**GIVEN INSTRUCTION**
Copy every line of the material below, from its start through the line containing "0, 300, 203]]" inclusive, multiplying each bounding-box coordinate in the answers by 0.9 and rounding to whole numbers, halves up. Omit the pictures from your output.

**DATA SUPPLIED**

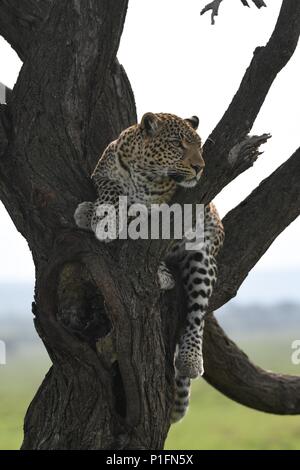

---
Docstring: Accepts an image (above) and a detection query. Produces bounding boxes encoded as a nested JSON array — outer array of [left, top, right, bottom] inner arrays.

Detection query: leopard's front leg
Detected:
[[175, 204, 224, 378]]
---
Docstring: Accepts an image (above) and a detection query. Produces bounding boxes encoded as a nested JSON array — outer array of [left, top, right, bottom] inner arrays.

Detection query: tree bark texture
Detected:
[[0, 0, 300, 449]]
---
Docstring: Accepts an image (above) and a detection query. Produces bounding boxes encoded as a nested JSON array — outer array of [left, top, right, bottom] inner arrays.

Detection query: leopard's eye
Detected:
[[170, 139, 183, 148]]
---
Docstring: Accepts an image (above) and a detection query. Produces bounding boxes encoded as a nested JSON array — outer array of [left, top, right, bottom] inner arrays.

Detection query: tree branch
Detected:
[[0, 0, 52, 60], [210, 148, 300, 310], [200, 0, 267, 25], [204, 315, 300, 415], [178, 0, 300, 203]]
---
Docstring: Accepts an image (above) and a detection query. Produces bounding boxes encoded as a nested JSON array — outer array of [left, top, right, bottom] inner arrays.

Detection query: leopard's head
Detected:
[[136, 113, 204, 187]]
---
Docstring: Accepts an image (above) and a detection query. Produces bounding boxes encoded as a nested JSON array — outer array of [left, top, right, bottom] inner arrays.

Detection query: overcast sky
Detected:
[[0, 0, 300, 302]]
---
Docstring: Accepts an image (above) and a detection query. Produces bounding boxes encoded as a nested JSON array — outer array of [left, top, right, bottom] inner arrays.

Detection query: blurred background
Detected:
[[0, 0, 300, 449]]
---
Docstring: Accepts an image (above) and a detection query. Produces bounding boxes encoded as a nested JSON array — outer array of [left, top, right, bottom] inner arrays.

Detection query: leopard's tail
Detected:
[[0, 82, 11, 104], [171, 371, 191, 423]]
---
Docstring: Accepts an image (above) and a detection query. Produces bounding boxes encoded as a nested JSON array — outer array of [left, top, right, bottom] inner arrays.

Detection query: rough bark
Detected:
[[0, 0, 300, 449]]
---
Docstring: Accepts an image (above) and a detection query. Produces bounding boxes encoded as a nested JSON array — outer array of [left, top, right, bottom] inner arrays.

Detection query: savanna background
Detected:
[[0, 0, 300, 449]]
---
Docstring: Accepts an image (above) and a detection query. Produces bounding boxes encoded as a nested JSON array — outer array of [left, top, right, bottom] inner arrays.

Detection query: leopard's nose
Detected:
[[191, 163, 203, 175]]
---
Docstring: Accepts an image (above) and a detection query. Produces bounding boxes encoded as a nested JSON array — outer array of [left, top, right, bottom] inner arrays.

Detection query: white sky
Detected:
[[0, 0, 300, 282]]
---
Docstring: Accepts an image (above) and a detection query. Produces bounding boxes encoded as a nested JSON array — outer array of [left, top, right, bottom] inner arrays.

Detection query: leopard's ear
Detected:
[[185, 116, 199, 131], [140, 113, 160, 137]]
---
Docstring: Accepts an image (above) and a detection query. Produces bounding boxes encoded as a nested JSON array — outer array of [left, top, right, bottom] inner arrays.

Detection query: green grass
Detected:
[[0, 334, 300, 450]]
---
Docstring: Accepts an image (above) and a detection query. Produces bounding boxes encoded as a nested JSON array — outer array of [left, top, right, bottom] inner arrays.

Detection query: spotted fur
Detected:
[[74, 113, 224, 422]]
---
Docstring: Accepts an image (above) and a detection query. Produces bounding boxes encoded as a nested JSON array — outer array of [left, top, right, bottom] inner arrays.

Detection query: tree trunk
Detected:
[[0, 0, 300, 449]]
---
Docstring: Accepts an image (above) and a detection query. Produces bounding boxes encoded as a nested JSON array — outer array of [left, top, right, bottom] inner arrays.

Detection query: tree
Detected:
[[0, 0, 300, 449]]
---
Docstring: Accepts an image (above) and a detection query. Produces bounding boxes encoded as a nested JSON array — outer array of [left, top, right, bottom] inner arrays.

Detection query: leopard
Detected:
[[74, 112, 224, 423]]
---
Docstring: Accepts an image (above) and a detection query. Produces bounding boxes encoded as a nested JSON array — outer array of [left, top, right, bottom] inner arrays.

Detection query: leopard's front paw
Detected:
[[157, 262, 175, 290]]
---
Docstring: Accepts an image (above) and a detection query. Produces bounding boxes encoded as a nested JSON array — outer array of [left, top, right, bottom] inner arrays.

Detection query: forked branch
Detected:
[[210, 148, 300, 310], [204, 316, 300, 415]]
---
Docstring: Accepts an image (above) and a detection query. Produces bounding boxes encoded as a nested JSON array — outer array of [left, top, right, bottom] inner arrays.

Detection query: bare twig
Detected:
[[200, 0, 223, 24], [200, 0, 267, 24], [0, 0, 53, 60]]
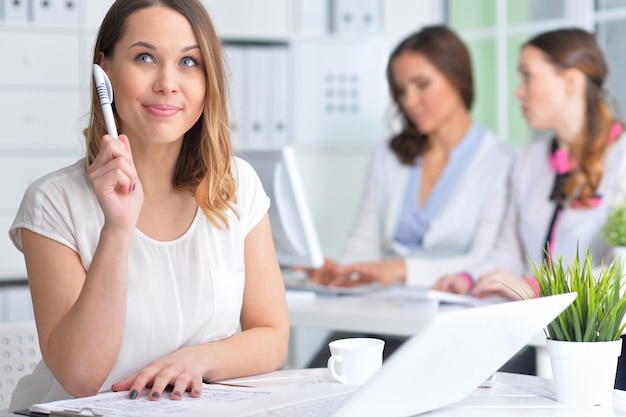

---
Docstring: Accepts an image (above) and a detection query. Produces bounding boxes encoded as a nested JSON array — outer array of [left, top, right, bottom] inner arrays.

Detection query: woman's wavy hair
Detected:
[[387, 26, 474, 165], [84, 0, 238, 228], [525, 28, 614, 205]]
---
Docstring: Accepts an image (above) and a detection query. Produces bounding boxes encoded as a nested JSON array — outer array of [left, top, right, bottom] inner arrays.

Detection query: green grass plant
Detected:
[[601, 201, 626, 246], [531, 249, 626, 342]]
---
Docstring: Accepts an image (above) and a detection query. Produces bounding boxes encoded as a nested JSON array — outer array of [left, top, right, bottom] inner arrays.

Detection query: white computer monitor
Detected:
[[241, 146, 324, 268]]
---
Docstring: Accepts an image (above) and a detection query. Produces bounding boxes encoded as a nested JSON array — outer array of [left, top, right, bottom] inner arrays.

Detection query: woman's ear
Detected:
[[97, 51, 107, 71], [563, 68, 587, 95]]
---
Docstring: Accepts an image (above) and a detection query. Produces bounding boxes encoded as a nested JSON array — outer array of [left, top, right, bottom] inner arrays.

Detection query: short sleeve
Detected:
[[9, 163, 85, 251]]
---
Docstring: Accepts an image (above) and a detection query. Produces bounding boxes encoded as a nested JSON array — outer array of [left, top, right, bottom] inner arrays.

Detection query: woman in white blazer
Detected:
[[435, 29, 626, 298], [310, 26, 513, 286], [435, 29, 626, 389]]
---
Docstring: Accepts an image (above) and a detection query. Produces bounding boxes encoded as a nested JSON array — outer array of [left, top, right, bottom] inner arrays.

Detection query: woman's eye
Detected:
[[180, 56, 198, 67], [135, 53, 154, 62]]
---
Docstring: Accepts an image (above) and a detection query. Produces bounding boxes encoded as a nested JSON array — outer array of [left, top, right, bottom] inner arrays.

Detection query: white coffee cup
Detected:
[[328, 337, 385, 385]]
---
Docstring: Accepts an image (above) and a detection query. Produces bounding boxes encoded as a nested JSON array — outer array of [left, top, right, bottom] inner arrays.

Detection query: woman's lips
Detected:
[[144, 104, 180, 117]]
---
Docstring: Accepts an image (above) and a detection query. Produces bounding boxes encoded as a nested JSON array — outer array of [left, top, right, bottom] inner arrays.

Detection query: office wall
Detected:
[[0, 0, 442, 321]]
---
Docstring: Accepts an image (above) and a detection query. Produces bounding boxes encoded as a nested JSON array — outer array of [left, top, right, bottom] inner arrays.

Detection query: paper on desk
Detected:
[[29, 384, 284, 417], [363, 285, 504, 307]]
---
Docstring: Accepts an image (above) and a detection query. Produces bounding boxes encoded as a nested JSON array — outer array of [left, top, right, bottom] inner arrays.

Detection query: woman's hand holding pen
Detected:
[[88, 135, 143, 230]]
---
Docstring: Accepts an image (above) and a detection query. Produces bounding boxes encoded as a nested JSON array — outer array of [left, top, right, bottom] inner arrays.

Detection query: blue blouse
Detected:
[[394, 122, 485, 251]]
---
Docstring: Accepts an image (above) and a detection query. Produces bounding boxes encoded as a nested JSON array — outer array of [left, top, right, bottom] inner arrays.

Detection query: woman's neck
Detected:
[[428, 111, 472, 153]]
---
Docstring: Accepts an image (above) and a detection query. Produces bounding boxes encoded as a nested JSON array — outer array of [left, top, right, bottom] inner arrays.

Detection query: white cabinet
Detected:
[[203, 0, 294, 41]]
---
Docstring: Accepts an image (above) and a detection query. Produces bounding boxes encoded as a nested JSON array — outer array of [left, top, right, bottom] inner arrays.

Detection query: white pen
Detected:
[[93, 64, 117, 138]]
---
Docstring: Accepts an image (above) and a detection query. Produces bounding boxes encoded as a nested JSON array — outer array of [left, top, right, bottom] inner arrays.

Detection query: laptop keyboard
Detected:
[[250, 392, 354, 417]]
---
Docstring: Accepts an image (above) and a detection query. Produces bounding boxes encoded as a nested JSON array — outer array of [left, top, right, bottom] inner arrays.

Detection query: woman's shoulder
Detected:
[[26, 158, 89, 199]]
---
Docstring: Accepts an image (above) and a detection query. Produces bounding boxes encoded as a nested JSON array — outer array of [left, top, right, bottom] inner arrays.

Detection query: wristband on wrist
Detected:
[[459, 272, 474, 290]]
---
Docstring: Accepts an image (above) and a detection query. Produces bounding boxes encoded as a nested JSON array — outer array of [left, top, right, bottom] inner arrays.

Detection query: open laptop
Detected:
[[232, 293, 576, 417]]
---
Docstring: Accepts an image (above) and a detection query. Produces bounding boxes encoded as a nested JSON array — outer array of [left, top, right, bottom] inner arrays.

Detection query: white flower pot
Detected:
[[546, 339, 622, 406]]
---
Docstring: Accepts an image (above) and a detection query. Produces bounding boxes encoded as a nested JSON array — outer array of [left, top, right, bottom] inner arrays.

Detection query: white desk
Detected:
[[287, 291, 551, 377], [231, 368, 626, 417], [0, 368, 626, 417]]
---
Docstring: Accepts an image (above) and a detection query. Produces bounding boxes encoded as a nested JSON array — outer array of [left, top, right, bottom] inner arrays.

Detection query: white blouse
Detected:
[[339, 131, 514, 286], [10, 158, 269, 410], [470, 135, 626, 278]]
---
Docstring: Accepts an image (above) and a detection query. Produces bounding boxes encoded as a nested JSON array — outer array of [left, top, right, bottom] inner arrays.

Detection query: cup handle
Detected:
[[328, 355, 346, 384]]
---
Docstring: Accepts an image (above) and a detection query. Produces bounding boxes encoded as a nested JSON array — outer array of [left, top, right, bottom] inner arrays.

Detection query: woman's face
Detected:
[[391, 51, 467, 135], [515, 45, 571, 129], [101, 6, 206, 143]]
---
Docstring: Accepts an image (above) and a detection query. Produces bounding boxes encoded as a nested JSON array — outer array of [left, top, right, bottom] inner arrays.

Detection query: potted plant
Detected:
[[602, 201, 626, 263], [532, 245, 626, 405]]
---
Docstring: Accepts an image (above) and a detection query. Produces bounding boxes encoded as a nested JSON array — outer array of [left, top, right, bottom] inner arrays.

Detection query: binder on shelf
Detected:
[[331, 0, 382, 33], [2, 0, 28, 23], [268, 46, 290, 147], [224, 45, 246, 148], [32, 0, 80, 25], [243, 46, 272, 148]]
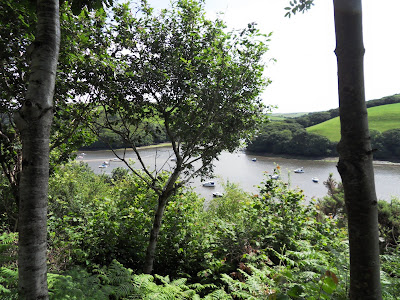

**SOLUTION TO THIS PROBLEM**
---
Docstring: Accepts an image (above) and a detection query. Produces bounding boxes encoded as a nested JSON array — outer array of [left, top, right, bottom] inner arrays.

Detection query: leopard's front leg
Detected:
[[158, 184, 202, 340]]
---
Docstring: Accepts an image (above) and a detection query. Produces bounding boxes encoded as a nested JSON array — outer array of [left, top, right, bottom] inner arrays.

Detection query: tree bark texture
Detected:
[[0, 0, 270, 404]]
---
Docstring: Accepts an image (above) and a detection query. Produces bounding boxes encoded as a nested JSON array — outer array of [left, top, right, bottom] inner arrays.

Detection query: leopard's eye
Detected:
[[153, 125, 165, 133]]
---
Docstring: Accepts an image (above) and a detection query. Produces bounding boxes encoded as a nested JSON array — outer array of [left, top, right, bottom] inner arrays.

Detection query: tree branch
Detected:
[[0, 0, 47, 54], [189, 133, 270, 279], [180, 0, 240, 23], [184, 284, 270, 374], [160, 0, 270, 183]]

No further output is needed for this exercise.